Directions
(a) From the source text on mining and smelting around Durango, copy the passage from "A maroon-coloured slag" up to and including "regional smelting centre.".
(b) Please rewrite the paragraph of the source text on mining and smelting around Durango that begins "The Durango area has seen" as a short bulleted list, keeping its main facts.
(c) Go on writing the source text on mining and smelting around Durango, starting right after its last sentence.

Source text
A maroon-coloured slag

from southwest Colorado, U.S.A. Williams and Chronic (2014, pp.269-273) provide a concise illustrated description of the geology of the Silverton to Durango district. A map of the rail route is available (D&SNGRR & Fort Lewis College, 2012). Railway construction centred on Durango in 1880, and lines reached out to Silverton (July 1882), then Ouray (1887) and Lake City (1889: see Kile and Staebler, 2011, pp.6-7). Durango became the regional smelting centre.

The Durango area has seen a wide range of mining and smelting activities for diverse products: coal, uranium, base and precious metals. At the time of our last visit in September 2015, the Animas River ran clear, but amongst the cobbles by the shore was an orange gel, a ferruginous precipitate from a mine tailings breach earlier that summer. Much information is available on the environmental aspects of the long history of metal mining and refining (e.g., Church et al., 2007; Degraff, 2007). The smelting and metal-refining activity was essentially two-stage, as summarised concisely here:

"Smelting in Durango began ... in the 1880s, with the construction of a mill that processed lead, gold, silver and copper from the San Juan Mountains. The smelter and mountains of slag occupied a strip of land bounded north and south by today's County Road 210 and Lightner Creek and east and west by the Animas River and a steep ridge that tops out 1,200 feet above the city. The peak came to be called Smelter Mountain. The smelter, which closed in 1930, was replaced in 1942 with a United States Vanadium Corp. mill that refined uranium ore for all but two years until 1963. The uranium was destined for the Manhattan Project, which produced the atomic bomb. The end of World War II halted production from 1945 to 1947, but the Cold War brought renewed activity" (Rodebaugh, 2012).

Extracted records
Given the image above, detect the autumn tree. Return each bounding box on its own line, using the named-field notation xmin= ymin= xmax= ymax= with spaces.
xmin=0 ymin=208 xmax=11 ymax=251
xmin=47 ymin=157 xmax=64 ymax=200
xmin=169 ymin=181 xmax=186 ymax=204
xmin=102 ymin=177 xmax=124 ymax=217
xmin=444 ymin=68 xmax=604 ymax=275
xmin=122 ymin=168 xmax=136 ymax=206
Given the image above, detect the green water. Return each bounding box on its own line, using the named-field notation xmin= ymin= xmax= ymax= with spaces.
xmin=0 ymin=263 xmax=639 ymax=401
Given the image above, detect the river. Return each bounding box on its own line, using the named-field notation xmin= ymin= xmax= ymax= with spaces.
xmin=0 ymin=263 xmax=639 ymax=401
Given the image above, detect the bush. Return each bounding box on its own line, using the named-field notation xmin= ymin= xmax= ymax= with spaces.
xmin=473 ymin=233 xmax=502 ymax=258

Activity answers
(a)
A maroon-coloured slag

from southwest Colorado, U.S.A. Williams and Chronic (2014, pp.269-273) provide a concise illustrated description of the geology of the Silverton to Durango district. A map of the rail route is available (D&SNGRR & Fort Lewis College, 2012). Railway construction centred on Durango in 1880, and lines reached out to Silverton (July 1882), then Ouray (1887) and Lake City (1889: see Kile and Staebler, 2011, pp.6-7). Durango became the regional smelting centre.

(b)
- The Durango area has seen mining and smelting of coal, uranium, base metals and precious metals.
- At the last visit in September 2015, the Animas River ran clear, but an orange gel lay among the shore cobbles. This was a ferruginous precipitate from a mine tailings breach earlier that summer.
- Much information is available on the environmental aspects of the long history of metal mining and refining (e.g., Church et al., 2007; Degraff, 2007).
- Smelting and metal refining took place essentially in two stages.

(c)
The samples shown here are clearly old material of the historical period of base- and precious-metal smelting. The slag would have been readily available for use as railroad ballast, since the Smelter Mountain site is just southwest of the rail terminus in downtown Durango. The samples were collected beside the Durango-Silverton railway line, along a siding above the right (west) bank of the Animas River. The Needleton Siding is about 31 of the 45 miles north from Durango towards Silverton, near Mile Marker 481 on the line, and near some historic mine sites in the hills.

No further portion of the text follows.